* START PASSAGE GIVEN *

The two differ significantly in raw materials, core processes, equipment configuration, and product attributes. Specific differences are as follows:
1. Different Raw Materials: NPK blended fertilizer uses chemical single-element fertilizers such as urea, ammonium phosphate, and potassium chloride as raw materials; organic fertilizer uses organic materials such as livestock and poultry manure, straw, oilseed cake, and kitchen waste as core raw materials.
2. Different Core Processes: Blended fertilizer production lines do not have a composting step; the core process is batching → mixing → packaging, with some screening processes, all done physically. Organic fertilizer production lines involve raw material pretreatment → high-temperature aerobic fermentation and composting → crushing → granulation → drying and cooling. Fermentation and composting are crucial, requiring control of temperature, humidity, and the fermentation cycle.

* END PASSAGE GIVEN *
* START EXTRACTED MATERIAL *

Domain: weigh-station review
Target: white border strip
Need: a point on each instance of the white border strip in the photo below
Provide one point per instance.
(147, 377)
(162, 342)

* END EXTRACTED MATERIAL *

**SHORT TASK A**. Render this sentence from the fertilizer production passage into Spanish: "Fermentation and composting are crucial, requiring control of temperature, humidity, and the fermentation cycle."
**SHORT TASK B**. For each statement below, decide whether the fertilizer production passage supports it. Answer yes or no, and quote the words from the passage that settle it. (i) Blended fertilizer production lines include a composting step. (ii) Straw and kitchen waste are among the raw materials of organic fertilizer. (iii) Organic fertilizer production includes a drying and cooling stage.
**SHORT TASK C**. Go on with the fertilizer production passage, starting after its final sentence.

**TASK RESPONSE A**. La fermentación y el compostaje son cruciales y requieren el control de la temperatura, la humedad y el ciclo de fermentación.

**TASK RESPONSE B**.
(i) No: "Blended fertilizer production lines do not have a composting step"
(ii) Yes: "organic fertilizer uses organic materials such as livestock and poultry manure, straw, oilseed cake, and kitchen waste as core raw materials"
(iii) Yes: "crushing → granulation → drying and cooling"

**TASK RESPONSE C**.
3. Equipment Configuration Differences: Blended fertilizer production lines primarily utilize precision batching equipment (electronic batching scales), horizontal mixers, and finished product packaging machines, but lack fermentation and drying/cooling equipment; organic fertilizer production lines require fermentation turning machines, crushers, granulators (disc/granulator), and drying/cooling machines, with relatively less stringent requirements for batching equipment.
5. Production Environment and Cycle Differences: Blended fertilizer production is odorless, has a short cycle (a batch is completed in minutes), and can be operated continuously; organic fertilizer fermentation produces an odor, has a long production cycle (15-30 days for composting), initially involves batch fermentation, and can be processed continuously thereafter.